Provided passage:
···

We attended last week the presentation of results of a study on the performance of Saanen goats as dairy animals under the collaborative effort of the Alaminos Goat Farm in Laguna, the Philippine Council for Agriculture, Forestry and Natural Resources Research and Development (PCARRD) and the National Dairy Authority.

The research recorded the daily milk production of some 40 well selected Saanen goats on the milkline at the Alaminos Goat Farm from September 1, 2009 to March 31, 2010. The finding is that the 40 milkers can produce at least 120 liters of milk a day. The top producer produced 4.11 liters a day during the entire month of last March.

Now, before every one else jumps into goat dairying, it is important to get familiar with the fine points of producing goat’s milk. Like what our friend Rene Almeda keeps emphasizing, the selection of high-performing animals is very important. This could significantly improve profits in the long run. For instance, when they were starting to milk their animals, before culling what did not meet their standard, they were milking 60 animals to produce 120 liters of milk. Today, with an elite herd, they only need 40 animals to produce the 120 liters a day that they have been producing before. This means that with well selected animals, they spend less on feeds and housing to produce their target milk yield.

···

Explore the material:
• A. In the Saanen goat article, how many animals did the farm once milk to get 120 liters a day, before culling?
• B. From the Saanen goat article, reproduce word for word the stretch from "We attended last" through "National Dairy Authority.".
The material that follows has no connection to the Saanen goat article.

Data for review:
···

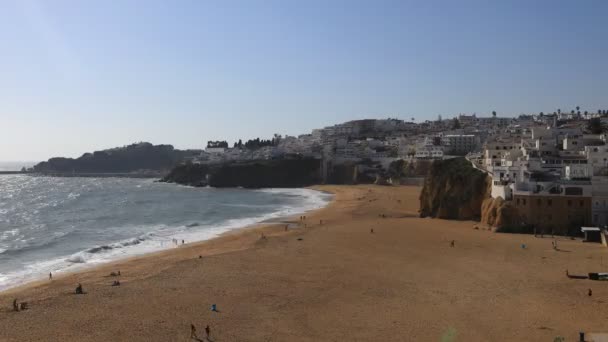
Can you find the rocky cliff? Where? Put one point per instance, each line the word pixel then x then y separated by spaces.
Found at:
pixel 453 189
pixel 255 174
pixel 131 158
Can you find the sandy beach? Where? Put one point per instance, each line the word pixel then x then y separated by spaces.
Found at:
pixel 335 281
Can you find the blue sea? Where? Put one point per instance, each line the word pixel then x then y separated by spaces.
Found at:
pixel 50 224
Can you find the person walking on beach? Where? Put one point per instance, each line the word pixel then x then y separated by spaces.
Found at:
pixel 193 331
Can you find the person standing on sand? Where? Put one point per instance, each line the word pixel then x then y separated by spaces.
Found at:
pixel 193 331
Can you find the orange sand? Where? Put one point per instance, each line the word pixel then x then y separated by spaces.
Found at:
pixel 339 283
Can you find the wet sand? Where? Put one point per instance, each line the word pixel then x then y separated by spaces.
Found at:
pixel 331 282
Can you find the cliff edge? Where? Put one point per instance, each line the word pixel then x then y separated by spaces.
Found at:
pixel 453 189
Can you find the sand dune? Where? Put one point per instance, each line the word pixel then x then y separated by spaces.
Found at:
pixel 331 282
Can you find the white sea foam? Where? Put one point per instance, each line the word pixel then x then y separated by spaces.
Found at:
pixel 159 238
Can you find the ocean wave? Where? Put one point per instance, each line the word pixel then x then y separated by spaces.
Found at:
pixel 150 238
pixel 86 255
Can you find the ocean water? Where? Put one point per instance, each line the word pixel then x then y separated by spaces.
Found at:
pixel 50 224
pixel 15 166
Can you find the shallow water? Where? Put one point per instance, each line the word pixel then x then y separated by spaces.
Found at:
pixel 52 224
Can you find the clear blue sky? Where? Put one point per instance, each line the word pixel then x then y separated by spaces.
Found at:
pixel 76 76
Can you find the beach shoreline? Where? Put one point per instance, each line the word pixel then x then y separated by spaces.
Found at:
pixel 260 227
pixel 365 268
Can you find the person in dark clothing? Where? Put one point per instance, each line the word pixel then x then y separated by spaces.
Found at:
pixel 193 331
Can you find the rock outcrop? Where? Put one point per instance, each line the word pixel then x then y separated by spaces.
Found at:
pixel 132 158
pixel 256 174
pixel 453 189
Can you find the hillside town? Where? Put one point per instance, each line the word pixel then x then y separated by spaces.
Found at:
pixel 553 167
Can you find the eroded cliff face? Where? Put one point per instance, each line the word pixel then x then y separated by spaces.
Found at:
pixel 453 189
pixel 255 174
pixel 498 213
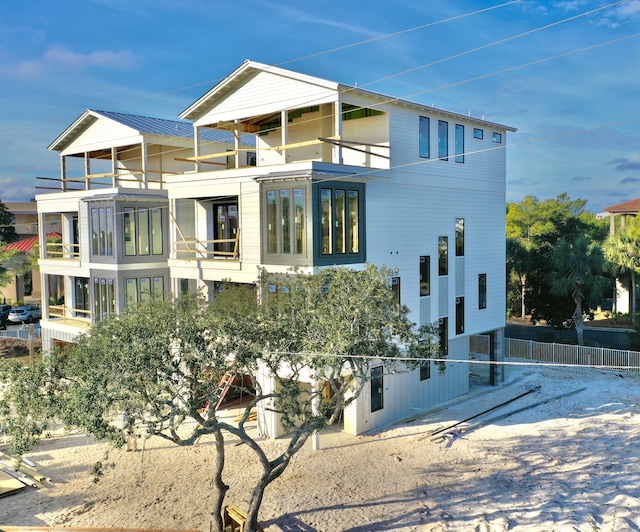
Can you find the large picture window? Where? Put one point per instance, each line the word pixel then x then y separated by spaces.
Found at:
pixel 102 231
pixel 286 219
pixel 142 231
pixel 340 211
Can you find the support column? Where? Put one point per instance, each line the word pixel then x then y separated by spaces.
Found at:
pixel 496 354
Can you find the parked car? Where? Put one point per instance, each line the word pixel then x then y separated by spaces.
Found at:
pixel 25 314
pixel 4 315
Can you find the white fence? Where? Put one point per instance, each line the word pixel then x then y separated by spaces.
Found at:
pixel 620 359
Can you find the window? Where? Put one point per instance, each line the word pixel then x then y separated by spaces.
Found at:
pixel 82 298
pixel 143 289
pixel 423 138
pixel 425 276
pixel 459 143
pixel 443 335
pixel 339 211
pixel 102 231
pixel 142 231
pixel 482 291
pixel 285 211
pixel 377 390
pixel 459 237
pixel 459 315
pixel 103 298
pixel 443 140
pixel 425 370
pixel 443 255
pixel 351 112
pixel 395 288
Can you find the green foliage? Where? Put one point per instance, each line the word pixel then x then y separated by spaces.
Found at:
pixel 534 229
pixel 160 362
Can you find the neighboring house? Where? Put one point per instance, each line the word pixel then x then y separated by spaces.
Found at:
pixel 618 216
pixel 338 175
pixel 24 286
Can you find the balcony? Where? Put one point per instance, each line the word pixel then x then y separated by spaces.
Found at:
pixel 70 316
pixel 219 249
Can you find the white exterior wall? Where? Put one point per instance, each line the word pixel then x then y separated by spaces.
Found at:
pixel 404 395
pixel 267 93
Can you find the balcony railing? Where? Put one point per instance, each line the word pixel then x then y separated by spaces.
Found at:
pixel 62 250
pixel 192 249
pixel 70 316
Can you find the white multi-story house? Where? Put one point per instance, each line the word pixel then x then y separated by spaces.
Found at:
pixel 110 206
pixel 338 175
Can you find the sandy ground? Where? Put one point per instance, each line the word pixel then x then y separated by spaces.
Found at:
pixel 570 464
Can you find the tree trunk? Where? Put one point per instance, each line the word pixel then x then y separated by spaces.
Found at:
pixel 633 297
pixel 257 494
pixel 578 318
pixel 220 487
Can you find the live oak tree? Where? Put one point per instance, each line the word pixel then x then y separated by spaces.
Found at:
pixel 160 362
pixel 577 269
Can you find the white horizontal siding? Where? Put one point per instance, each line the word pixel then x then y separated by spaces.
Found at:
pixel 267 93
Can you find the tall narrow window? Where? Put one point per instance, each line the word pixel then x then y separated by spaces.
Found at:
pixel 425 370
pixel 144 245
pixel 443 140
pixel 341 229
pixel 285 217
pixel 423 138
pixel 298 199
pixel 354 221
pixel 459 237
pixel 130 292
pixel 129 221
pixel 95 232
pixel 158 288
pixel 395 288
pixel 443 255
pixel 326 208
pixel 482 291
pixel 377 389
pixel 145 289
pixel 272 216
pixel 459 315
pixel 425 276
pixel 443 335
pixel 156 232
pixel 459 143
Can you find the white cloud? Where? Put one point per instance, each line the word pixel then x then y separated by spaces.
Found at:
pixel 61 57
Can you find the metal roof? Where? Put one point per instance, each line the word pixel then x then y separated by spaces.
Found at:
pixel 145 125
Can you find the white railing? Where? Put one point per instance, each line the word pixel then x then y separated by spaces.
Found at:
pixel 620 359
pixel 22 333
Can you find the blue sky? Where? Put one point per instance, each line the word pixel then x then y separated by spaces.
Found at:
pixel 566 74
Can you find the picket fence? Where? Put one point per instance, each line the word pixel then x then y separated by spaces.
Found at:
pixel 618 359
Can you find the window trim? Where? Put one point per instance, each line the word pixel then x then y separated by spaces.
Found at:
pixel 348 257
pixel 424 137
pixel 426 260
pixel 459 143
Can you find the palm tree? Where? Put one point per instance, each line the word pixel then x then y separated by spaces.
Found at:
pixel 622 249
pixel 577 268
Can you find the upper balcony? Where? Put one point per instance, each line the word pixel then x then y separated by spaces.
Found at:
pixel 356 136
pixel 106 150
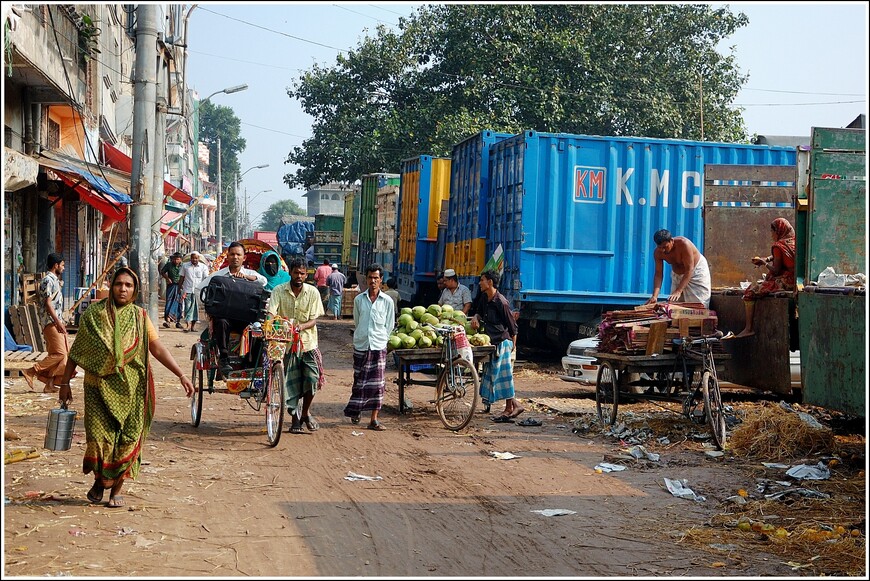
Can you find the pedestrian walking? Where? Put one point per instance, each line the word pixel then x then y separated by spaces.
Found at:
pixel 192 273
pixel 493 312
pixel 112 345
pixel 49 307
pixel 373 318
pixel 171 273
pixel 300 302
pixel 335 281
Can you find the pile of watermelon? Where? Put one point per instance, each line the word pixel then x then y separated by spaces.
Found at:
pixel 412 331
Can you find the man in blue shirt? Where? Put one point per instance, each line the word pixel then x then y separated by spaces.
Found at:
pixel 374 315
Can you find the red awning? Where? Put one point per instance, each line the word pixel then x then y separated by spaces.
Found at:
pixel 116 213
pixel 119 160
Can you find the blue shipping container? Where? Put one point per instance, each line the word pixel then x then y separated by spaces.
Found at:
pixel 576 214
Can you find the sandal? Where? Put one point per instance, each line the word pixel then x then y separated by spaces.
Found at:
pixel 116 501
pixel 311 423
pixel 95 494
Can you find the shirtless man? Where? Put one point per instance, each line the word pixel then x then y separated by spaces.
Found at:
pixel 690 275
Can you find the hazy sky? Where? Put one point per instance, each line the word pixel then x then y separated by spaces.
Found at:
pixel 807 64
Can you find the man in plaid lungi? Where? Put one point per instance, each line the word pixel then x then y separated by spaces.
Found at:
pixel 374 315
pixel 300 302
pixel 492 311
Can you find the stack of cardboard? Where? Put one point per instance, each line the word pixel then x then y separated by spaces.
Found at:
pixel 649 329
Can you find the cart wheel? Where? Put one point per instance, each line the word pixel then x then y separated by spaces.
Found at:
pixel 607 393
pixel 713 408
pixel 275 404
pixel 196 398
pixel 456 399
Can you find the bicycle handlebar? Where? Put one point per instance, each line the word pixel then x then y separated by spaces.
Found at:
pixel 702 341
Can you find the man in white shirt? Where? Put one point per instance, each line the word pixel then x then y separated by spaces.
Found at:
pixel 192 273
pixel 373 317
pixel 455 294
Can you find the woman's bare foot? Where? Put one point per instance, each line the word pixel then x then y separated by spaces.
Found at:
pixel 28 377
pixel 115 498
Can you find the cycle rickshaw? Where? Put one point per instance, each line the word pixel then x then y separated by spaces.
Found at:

···

Answers to this exercise:
• A. 60 animals.

• B.
We attended last week the presentation of results of a study on the performance of Saanen goats as dairy animals under the collaborative effort of the Alaminos Goat Farm in Laguna, the Philippine Council for Agriculture, Forestry and Natural Resources Research and Development (PCARRD) and the National Dairy Authority.